**Data for processing**
.....
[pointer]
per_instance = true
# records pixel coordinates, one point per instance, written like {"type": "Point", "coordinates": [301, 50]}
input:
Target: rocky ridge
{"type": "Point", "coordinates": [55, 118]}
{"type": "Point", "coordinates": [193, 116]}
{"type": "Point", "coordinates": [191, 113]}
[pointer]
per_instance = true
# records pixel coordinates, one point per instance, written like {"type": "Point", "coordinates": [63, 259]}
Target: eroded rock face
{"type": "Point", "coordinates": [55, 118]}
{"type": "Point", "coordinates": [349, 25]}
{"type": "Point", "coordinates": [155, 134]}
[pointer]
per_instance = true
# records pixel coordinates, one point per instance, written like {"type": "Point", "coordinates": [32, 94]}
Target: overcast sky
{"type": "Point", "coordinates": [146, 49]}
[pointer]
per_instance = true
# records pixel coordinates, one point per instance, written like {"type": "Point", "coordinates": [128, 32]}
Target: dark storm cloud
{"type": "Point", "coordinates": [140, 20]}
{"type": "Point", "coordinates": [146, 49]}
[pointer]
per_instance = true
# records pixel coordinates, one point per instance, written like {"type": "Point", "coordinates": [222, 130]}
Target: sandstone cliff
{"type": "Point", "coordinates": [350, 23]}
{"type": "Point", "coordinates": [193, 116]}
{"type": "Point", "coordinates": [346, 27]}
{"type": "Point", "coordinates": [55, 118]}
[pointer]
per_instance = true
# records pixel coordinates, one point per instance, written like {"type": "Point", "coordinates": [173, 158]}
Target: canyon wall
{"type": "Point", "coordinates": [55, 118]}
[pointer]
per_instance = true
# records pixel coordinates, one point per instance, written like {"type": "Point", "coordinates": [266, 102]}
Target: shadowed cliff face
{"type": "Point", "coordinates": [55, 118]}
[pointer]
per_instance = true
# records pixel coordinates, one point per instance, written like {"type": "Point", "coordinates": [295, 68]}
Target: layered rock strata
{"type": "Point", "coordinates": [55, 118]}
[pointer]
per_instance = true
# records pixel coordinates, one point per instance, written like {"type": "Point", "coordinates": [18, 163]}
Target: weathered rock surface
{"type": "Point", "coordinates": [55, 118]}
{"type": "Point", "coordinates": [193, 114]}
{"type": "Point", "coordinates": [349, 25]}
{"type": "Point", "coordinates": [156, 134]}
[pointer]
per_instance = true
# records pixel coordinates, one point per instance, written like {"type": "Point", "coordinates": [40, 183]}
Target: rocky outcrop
.....
**Work to complete**
Retype all the records, matching them exactly.

**Solved exercise**
[pointer]
per_instance = true
# records pixel coordinates, one point per instance, written like {"type": "Point", "coordinates": [301, 50]}
input:
Target: rocky ridge
{"type": "Point", "coordinates": [55, 118]}
{"type": "Point", "coordinates": [193, 116]}
{"type": "Point", "coordinates": [191, 113]}
[pointer]
per_instance = true
# records pixel coordinates, one point per instance, written like {"type": "Point", "coordinates": [63, 259]}
Target: eroded rock face
{"type": "Point", "coordinates": [55, 118]}
{"type": "Point", "coordinates": [349, 25]}
{"type": "Point", "coordinates": [155, 134]}
[pointer]
per_instance = true
# records pixel coordinates, one point per instance, written like {"type": "Point", "coordinates": [32, 94]}
Target: overcast sky
{"type": "Point", "coordinates": [146, 49]}
[pointer]
per_instance = true
# records pixel coordinates, one point per instance, written like {"type": "Point", "coordinates": [128, 32]}
Target: dark storm cloud
{"type": "Point", "coordinates": [140, 20]}
{"type": "Point", "coordinates": [146, 49]}
[pointer]
per_instance = true
# records pixel coordinates, one point per instance, written like {"type": "Point", "coordinates": [222, 130]}
Target: sandstone cliff
{"type": "Point", "coordinates": [350, 23]}
{"type": "Point", "coordinates": [193, 116]}
{"type": "Point", "coordinates": [346, 27]}
{"type": "Point", "coordinates": [55, 118]}
[pointer]
per_instance = true
# records pixel coordinates, one point per instance, written like {"type": "Point", "coordinates": [173, 158]}
Target: canyon wall
{"type": "Point", "coordinates": [55, 118]}
[pointer]
per_instance = true
# records pixel coordinates, one point per instance, written like {"type": "Point", "coordinates": [266, 102]}
Target: shadowed cliff face
{"type": "Point", "coordinates": [55, 118]}
[pointer]
per_instance = true
# records pixel coordinates, one point per instance, written like {"type": "Point", "coordinates": [295, 68]}
Target: layered rock strata
{"type": "Point", "coordinates": [55, 118]}
[pointer]
per_instance = true
# records pixel coordinates, one point per instance, written like {"type": "Point", "coordinates": [18, 163]}
Target: weathered rock surface
{"type": "Point", "coordinates": [55, 118]}
{"type": "Point", "coordinates": [193, 114]}
{"type": "Point", "coordinates": [349, 25]}
{"type": "Point", "coordinates": [156, 134]}
[pointer]
per_instance = true
# records pixel coordinates, one point per instance, written like {"type": "Point", "coordinates": [40, 183]}
Target: rocky outcrop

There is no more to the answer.